Consigne A ::
Indiquez si chacune des affirmations (i), (ii) et (iii) concorde avec le texte sur les lettres de M. Rouland. Répondez par oui ou par non et citez les mots du texte qui tranchent.
(i) Les pages sont transcrites dans l'ordre des dates.
(ii) Les pages portent surtout sur la politique extérieure de Napoléon III.
(iii) D'après les bruits rapportés, M. Haussmann irait à la préfecture de la Seine.
Consigne B ::
Répondez brièvement à ces questions sur le texte sur les lettres de M. Rouland.
(i) À qui les pages sont-elles adressées ?
(ii) Quelle date figure en tête de la lettre ?
(iii) Qui l'Empereur aurait-il fait appeler pour engager M. de Persigny à se retirer ?
Consigne C :: Reprenez le texte sur les lettres de M. Rouland à la suite de sa dernière phrase, en prolongeant la lettre du 21 juin 1863.

Texte du document ::
M. Rouland juge les hommes et les choses sans passion, et l'on ne peut guère objecter de critiques aux remarques, aux faits, aux silhouettes, aux appréciations qui tombent de sa plume. Ses lettres sont empreintes d'une sorte de pitié, de désespoir et de fatalisme qui rendent, en outre, plus vivant, plus fort, l'aspect de ceux dont il parle.

Voici ces pages. Je les transcris en conservant l'ordre des dates. Elles sont adressées au ministre des affaires étrangères et se rapportent à divers événements du règne de Napoléon III, à sa politique intérieure principalement, et je les publie sans trop de commentaires, des explications étant, devant la clarté de cette correspondance, à peu près inutiles.

Paris, le dimanche 21 juin 1863.

Très confidentielle.

Il me revient de divers côtés que hier, bien avant le Conseil, l'Empereur aurait fait appeler M. Fould pour le prier d'engager M. de Persigny à se retirer. — Ces bruits ajoutent qu'à cette occasion il serait question de M. Baroche, pour l'intérieur — de M. Rouher, au Conseil d'Etat — de M. Haussmann, aux travaux publics — de M. Piétri, à la préfecture de la Seine — enfin, que M. de Morny, souhaitant de se débarrasser des difficultés de la Chambre future, sollicitait votre ministère — auquel cas Billault, qui se souciait peu, de son côté, des batailles prochaines, prendrait la présidence, etc., etc.

Documents fournis ::
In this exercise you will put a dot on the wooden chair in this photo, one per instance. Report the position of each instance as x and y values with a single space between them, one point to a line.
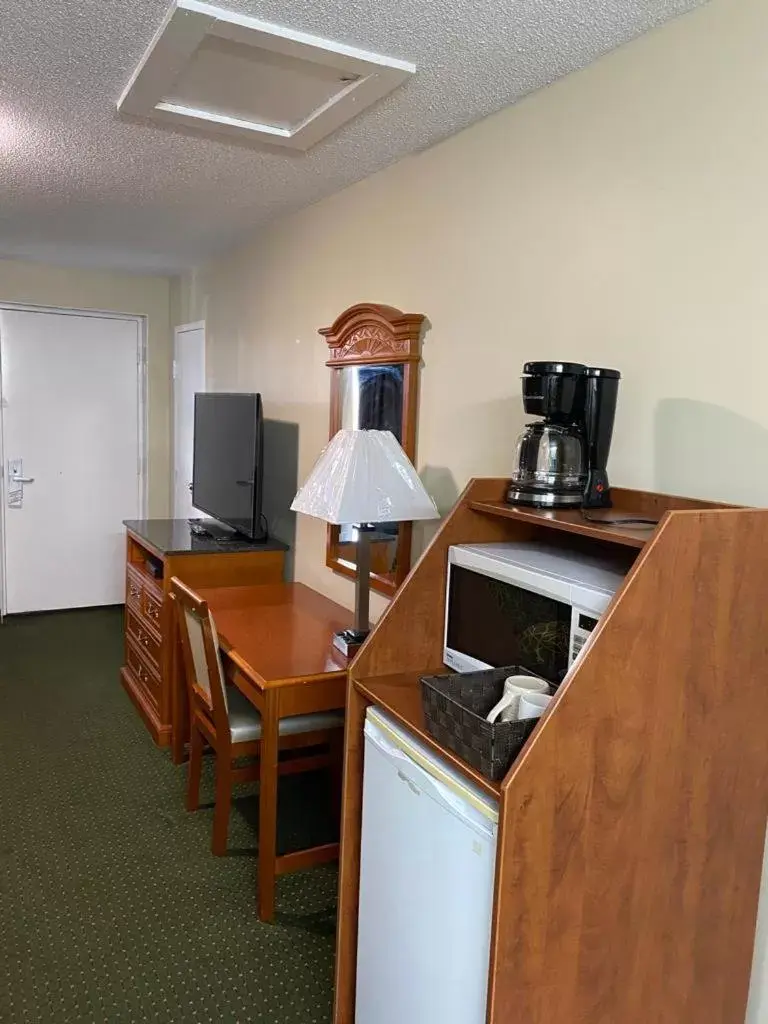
228 722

Réponse A ::
(i) Oui : « Je les transcris en conservant l'ordre des dates. »
(ii) Non : « à sa politique intérieure principalement ».
(iii) Non : « de M. Haussmann, aux travaux publics ».

Réponse B ::
(i) Au ministre des affaires étrangères.
(ii) Le dimanche 21 juin 1863.
(iii) M. Fould.

Réponse C ::
Voyez ce que tout cela vaut. — Il est tout simple que l'Empereur, averti par la voix publique qui éclate de toutes parts, veuille décliner la responsabilité du système décousu, tantôt mou, tantôt violent, empreint d'une si déplorable personnalité, qui nous a amené des élections agitées, mauvaises, à travers la presse laissée libre de tout attaquer depuis 3 ans. — Sur ce point, si évident pour le pays, il y a unanimité — et aviser, en pareil cas, c'est pourvoir à une grande nécessité politique.

Mais ce déclenchement fait sous l'influence d'une idée de salut public et d'intérêt dynastique, il est à craindre que les suites n'en soient exploitées auprès de l'Empereur par des considérations purement personnelles. Les hommes qui seront admis à l'honneur ou au péril de donner avis à l'Empereur, en si graves conjonctures, préféreront-ils l'intérêt de l'Etat et de Sa Majesté aux tentations de leurs sentiments personnels ? That is the question.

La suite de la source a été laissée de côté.